▶ Aangehaalde tekst:
^^^^
Burundi is het land van de groene heuvels, van de adembenemende savannelandschappen, van de wondermooie meren en talloze rivieren. Het is een klein land, geprangd tussen Rwanda, Tanzania, de Democratische Republiek Congo en het immense Tanganyikameer, in Centraal-Afrika. Met zijn 27.830 km² is het kleiner dan België, maar toch wonen er 12,6 miljoen mensen. Dat zijn maar liefst 453 inwoners per km² (tegenover 374 in België).[1] De Burundezen zijn met veel, en velen lijden honger. Bijna 16 procent van de bevolking kent geen voedselzekerheid, wat wil zeggen dat de mensen niet genoeg te eten hebben en de kwaliteit van hun voedsel ondermaats is. Concreet gaat het om 2 miljoen mensen.
Hevige regens
Waar leven de Burundezen van? “Van de landbouw”, zegt Bonaventure Nshimirimana, vertegenwoordiger van Caritas International in Burundi. “Het is onze belangrijkste bron van inkomsten.” Verder zijn de veeteelt, en de export van koffie en thee de belangrijkste pijlers van de erg rurale Burundese economie.
Maar de Burundezen hebben het steeds moeilijker om te leven van de landbouwproductie. Net zoals bijna overal op het Afrikaanse continent ondervinden ze de gevolgen van de klimaatcrisis. Periodes van extreme droogte worden afgewisseld met periodes van hevige regens. Die doen rivieren en meren buiten hun oevers treden, spoelen gewassen en soms hele stukken landbouwgrond weg, vernielen wegen, bruggen en infrastructuur.
^^^^
▶ Opgeslagen items:
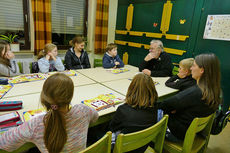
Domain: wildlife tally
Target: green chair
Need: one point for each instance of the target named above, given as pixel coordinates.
(175, 70)
(97, 62)
(101, 146)
(132, 141)
(193, 142)
(20, 67)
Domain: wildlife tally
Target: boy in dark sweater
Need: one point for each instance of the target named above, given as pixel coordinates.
(111, 59)
(184, 78)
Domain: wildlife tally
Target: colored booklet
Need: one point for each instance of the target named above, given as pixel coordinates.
(118, 70)
(27, 78)
(28, 115)
(103, 101)
(66, 72)
(9, 120)
(155, 82)
(4, 89)
(10, 105)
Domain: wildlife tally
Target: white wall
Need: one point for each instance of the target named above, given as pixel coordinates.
(112, 20)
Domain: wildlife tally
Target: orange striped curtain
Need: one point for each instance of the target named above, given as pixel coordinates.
(101, 31)
(42, 23)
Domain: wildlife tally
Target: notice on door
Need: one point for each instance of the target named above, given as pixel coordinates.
(217, 27)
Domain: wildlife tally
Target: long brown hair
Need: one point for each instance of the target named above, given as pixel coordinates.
(57, 91)
(110, 46)
(3, 60)
(141, 92)
(209, 82)
(46, 50)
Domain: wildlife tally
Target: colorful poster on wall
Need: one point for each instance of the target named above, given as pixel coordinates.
(217, 27)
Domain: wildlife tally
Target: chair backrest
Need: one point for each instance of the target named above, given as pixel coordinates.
(198, 125)
(97, 62)
(132, 141)
(101, 146)
(175, 70)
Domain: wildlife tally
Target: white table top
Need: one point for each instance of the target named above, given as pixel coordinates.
(36, 86)
(121, 86)
(100, 74)
(32, 101)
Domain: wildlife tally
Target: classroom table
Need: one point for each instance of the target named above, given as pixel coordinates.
(121, 86)
(89, 83)
(32, 101)
(100, 74)
(36, 86)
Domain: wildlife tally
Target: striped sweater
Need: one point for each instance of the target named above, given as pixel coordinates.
(77, 123)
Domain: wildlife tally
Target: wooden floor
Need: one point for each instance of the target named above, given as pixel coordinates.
(220, 143)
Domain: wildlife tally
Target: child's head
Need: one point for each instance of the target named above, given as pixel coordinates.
(141, 92)
(185, 65)
(2, 49)
(56, 95)
(111, 49)
(78, 43)
(49, 48)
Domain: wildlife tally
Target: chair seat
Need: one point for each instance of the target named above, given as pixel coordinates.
(199, 142)
(150, 150)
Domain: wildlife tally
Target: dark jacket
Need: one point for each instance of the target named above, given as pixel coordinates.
(128, 119)
(181, 84)
(188, 105)
(109, 61)
(160, 67)
(73, 62)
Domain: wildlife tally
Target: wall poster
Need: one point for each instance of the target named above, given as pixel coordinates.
(217, 27)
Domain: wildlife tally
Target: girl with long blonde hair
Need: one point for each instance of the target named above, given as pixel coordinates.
(62, 128)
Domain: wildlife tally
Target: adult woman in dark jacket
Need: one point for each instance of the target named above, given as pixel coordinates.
(76, 57)
(200, 100)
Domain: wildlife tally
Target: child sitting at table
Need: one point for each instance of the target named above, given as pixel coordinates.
(48, 60)
(111, 59)
(183, 79)
(8, 65)
(138, 112)
(61, 129)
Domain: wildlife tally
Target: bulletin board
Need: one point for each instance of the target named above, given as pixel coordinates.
(217, 27)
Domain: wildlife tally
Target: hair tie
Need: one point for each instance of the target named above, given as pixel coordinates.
(54, 107)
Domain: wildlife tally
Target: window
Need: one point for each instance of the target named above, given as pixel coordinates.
(68, 19)
(14, 20)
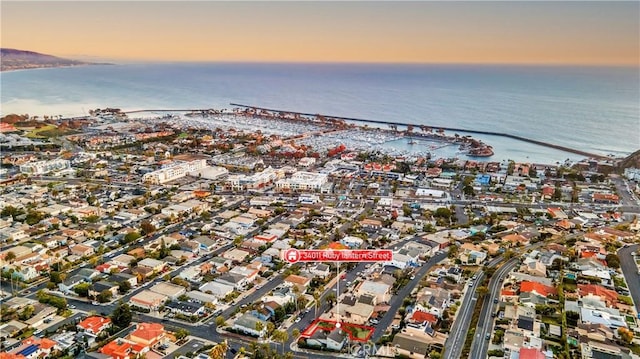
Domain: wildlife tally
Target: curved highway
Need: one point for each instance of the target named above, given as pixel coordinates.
(480, 344)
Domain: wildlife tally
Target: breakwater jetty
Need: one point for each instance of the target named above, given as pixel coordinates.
(393, 124)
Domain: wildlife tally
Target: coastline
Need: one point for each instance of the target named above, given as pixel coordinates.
(50, 67)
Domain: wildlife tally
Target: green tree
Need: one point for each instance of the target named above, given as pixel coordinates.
(164, 250)
(220, 321)
(121, 316)
(82, 289)
(280, 336)
(105, 296)
(27, 312)
(270, 328)
(612, 260)
(625, 335)
(259, 327)
(10, 257)
(11, 211)
(147, 227)
(124, 287)
(181, 333)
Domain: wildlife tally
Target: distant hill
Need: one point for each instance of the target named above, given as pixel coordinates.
(12, 59)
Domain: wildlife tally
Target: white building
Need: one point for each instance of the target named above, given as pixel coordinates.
(254, 181)
(303, 181)
(44, 167)
(174, 171)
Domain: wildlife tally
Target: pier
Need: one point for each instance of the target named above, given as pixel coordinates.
(412, 125)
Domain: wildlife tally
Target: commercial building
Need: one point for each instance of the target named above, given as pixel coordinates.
(174, 171)
(44, 167)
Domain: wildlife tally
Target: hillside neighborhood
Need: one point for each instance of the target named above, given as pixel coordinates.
(129, 237)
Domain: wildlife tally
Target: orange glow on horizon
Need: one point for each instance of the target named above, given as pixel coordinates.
(560, 33)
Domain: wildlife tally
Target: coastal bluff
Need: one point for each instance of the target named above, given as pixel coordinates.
(12, 59)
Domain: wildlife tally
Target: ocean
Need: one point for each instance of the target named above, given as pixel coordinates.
(594, 109)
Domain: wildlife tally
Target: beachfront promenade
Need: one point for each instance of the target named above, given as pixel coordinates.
(390, 124)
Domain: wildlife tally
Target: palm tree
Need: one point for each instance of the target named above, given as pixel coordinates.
(219, 351)
(10, 257)
(316, 299)
(259, 328)
(280, 336)
(296, 293)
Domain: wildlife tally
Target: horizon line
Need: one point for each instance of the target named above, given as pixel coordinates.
(363, 62)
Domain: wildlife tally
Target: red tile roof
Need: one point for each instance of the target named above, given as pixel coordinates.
(117, 350)
(44, 343)
(610, 296)
(4, 355)
(95, 324)
(421, 317)
(337, 245)
(148, 331)
(539, 288)
(531, 353)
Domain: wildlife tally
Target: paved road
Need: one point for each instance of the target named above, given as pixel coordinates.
(455, 342)
(480, 344)
(458, 334)
(404, 292)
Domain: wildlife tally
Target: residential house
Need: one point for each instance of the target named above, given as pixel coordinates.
(156, 265)
(236, 281)
(148, 334)
(119, 349)
(299, 281)
(609, 296)
(380, 290)
(142, 273)
(148, 300)
(123, 260)
(169, 290)
(433, 300)
(247, 324)
(353, 311)
(94, 325)
(217, 289)
(101, 286)
(320, 270)
(124, 277)
(186, 308)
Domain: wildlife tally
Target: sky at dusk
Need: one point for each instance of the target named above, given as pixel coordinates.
(534, 32)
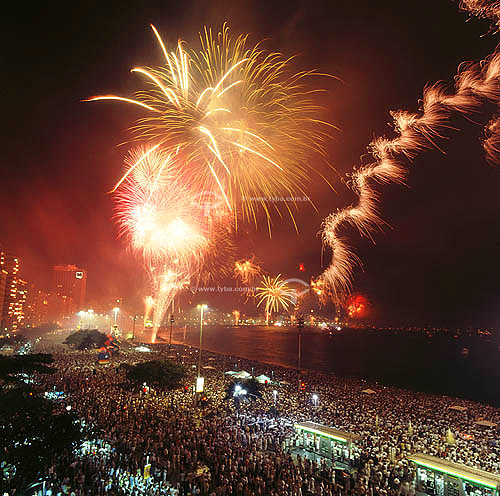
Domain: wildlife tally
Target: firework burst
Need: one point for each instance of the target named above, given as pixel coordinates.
(244, 122)
(276, 294)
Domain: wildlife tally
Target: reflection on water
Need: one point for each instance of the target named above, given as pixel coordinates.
(411, 360)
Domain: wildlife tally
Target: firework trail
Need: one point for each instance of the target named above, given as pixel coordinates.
(244, 123)
(169, 283)
(276, 294)
(475, 83)
(148, 306)
(485, 9)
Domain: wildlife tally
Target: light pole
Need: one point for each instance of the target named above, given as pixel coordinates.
(171, 324)
(300, 326)
(201, 307)
(81, 314)
(116, 310)
(90, 314)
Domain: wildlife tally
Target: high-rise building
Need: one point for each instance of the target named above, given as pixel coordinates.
(12, 298)
(69, 289)
(36, 310)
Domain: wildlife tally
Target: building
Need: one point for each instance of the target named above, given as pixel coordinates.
(444, 478)
(37, 307)
(19, 305)
(323, 442)
(69, 286)
(13, 292)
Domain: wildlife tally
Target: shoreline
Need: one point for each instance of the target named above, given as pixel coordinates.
(368, 383)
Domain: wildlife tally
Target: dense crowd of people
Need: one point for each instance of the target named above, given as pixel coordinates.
(157, 442)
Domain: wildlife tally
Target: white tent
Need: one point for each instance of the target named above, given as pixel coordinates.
(263, 379)
(458, 408)
(242, 375)
(485, 423)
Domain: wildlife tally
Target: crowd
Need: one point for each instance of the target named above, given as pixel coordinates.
(158, 443)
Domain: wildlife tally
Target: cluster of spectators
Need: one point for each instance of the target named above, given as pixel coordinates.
(158, 442)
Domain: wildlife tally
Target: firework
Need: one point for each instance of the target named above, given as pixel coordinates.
(246, 271)
(356, 306)
(218, 259)
(148, 306)
(276, 294)
(244, 122)
(158, 214)
(474, 84)
(168, 284)
(236, 315)
(487, 9)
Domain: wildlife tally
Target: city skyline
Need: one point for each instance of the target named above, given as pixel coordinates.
(435, 262)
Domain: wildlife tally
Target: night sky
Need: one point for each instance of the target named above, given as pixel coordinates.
(437, 261)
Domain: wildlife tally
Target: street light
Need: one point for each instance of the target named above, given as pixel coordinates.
(201, 307)
(81, 314)
(116, 310)
(90, 313)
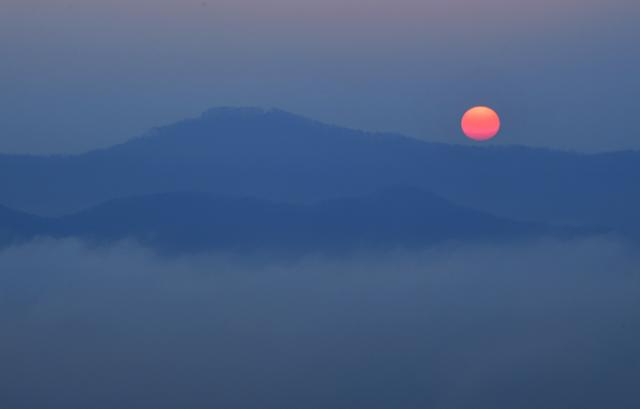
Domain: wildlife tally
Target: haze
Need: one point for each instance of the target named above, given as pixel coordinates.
(77, 75)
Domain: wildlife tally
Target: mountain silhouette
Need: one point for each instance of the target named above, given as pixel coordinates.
(277, 156)
(190, 222)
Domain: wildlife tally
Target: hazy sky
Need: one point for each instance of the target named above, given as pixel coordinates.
(80, 74)
(539, 325)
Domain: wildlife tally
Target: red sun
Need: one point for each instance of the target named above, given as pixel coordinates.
(480, 123)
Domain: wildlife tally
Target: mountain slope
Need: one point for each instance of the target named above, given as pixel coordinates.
(187, 222)
(282, 157)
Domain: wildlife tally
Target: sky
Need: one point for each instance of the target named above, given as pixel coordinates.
(77, 75)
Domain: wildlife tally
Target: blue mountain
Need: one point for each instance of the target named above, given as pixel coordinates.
(277, 156)
(192, 222)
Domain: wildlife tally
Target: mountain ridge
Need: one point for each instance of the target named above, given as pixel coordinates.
(176, 222)
(286, 158)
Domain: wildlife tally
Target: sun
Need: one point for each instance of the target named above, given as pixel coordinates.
(481, 123)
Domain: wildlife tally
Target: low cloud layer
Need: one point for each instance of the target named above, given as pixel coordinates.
(538, 325)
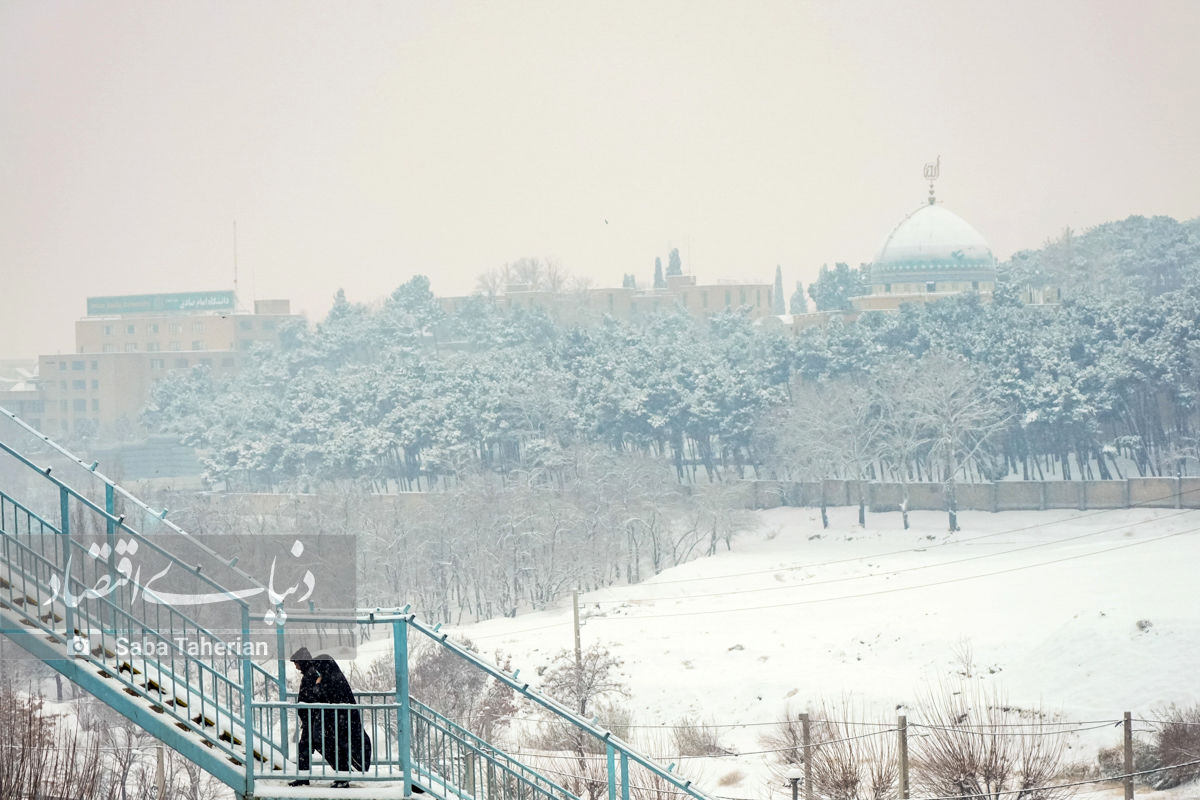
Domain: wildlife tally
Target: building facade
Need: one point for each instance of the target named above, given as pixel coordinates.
(628, 305)
(127, 343)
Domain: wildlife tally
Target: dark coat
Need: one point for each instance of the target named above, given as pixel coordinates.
(337, 734)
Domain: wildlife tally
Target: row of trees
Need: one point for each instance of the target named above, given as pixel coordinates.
(405, 396)
(495, 545)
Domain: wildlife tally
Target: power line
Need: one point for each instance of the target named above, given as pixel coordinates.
(895, 589)
(947, 541)
(885, 573)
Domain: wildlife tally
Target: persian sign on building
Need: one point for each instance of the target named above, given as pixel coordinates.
(161, 304)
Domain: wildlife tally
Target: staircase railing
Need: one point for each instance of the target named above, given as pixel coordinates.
(65, 575)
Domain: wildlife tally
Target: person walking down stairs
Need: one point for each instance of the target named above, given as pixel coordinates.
(336, 734)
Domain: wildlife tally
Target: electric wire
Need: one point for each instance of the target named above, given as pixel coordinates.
(875, 575)
(948, 540)
(859, 595)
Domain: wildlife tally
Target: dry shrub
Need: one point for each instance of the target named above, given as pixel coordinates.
(731, 779)
(975, 744)
(448, 684)
(1176, 740)
(553, 733)
(1145, 757)
(850, 758)
(42, 759)
(693, 738)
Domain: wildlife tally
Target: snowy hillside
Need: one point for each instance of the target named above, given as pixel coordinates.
(1084, 614)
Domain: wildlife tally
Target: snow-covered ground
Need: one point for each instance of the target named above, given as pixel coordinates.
(1081, 614)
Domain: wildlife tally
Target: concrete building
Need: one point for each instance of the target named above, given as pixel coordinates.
(127, 343)
(624, 304)
(19, 391)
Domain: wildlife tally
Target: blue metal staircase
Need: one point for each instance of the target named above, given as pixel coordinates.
(67, 597)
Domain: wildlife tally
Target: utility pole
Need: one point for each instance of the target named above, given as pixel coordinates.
(1128, 755)
(807, 734)
(579, 653)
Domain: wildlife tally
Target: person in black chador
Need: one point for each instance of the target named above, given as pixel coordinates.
(336, 734)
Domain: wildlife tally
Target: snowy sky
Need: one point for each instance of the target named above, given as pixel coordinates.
(357, 144)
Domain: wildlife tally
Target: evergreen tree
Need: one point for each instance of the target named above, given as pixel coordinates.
(799, 304)
(675, 266)
(833, 288)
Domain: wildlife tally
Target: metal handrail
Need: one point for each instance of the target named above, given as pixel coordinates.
(118, 488)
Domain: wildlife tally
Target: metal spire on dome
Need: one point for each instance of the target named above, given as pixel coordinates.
(933, 169)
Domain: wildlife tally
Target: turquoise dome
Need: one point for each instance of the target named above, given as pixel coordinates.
(933, 244)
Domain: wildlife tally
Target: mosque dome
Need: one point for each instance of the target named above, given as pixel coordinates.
(934, 244)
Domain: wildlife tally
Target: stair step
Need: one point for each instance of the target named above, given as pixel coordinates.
(323, 791)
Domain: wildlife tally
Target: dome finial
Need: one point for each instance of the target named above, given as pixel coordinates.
(933, 169)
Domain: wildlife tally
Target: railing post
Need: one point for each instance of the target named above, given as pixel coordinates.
(282, 684)
(111, 539)
(65, 529)
(400, 654)
(807, 739)
(612, 770)
(247, 703)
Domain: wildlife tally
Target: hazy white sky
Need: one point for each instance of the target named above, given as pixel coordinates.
(357, 144)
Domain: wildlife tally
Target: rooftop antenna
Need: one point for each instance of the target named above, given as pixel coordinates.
(933, 169)
(235, 260)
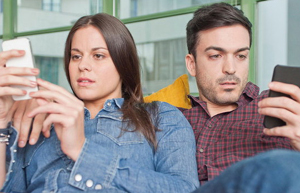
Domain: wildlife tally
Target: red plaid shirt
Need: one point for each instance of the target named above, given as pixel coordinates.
(229, 137)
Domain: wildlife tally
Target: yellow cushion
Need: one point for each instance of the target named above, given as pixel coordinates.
(174, 94)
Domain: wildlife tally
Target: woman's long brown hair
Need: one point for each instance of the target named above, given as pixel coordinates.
(123, 52)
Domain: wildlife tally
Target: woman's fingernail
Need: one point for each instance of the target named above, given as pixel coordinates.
(35, 70)
(33, 83)
(21, 51)
(32, 141)
(21, 144)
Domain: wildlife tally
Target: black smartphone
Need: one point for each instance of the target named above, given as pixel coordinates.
(285, 74)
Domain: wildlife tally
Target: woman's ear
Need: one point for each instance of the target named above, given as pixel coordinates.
(190, 64)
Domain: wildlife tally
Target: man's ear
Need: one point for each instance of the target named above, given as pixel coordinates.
(190, 64)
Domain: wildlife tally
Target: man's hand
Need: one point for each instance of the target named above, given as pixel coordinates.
(286, 109)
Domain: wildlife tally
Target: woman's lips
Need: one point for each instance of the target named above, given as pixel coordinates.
(85, 82)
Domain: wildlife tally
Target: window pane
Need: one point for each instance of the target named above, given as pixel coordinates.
^^^^
▶ Opdracht:
Kloppen deze beweringen volgens de tekst over Burundi: (a) Burundi is groter dan België, (b) in Burundi wonen meer mensen per km² dan in België, (c) Burundi ligt tussen onder meer Rwanda, Tanzania en Kenia? Antwoord per bewering met ja of nee en citeer letterlijk de woorden uit de tekst die de doorslag geven.

▶ Antwoord:
(a) Nee: "Met zijn 27.830 km² is het kleiner dan België"
(b) Ja: "453 inwoners per km² (tegenover 374 in België)"
(c) Nee: "geprangd tussen Rwanda, Tanzania, de Democratische Republiek Congo en het immense Tanganyikameer"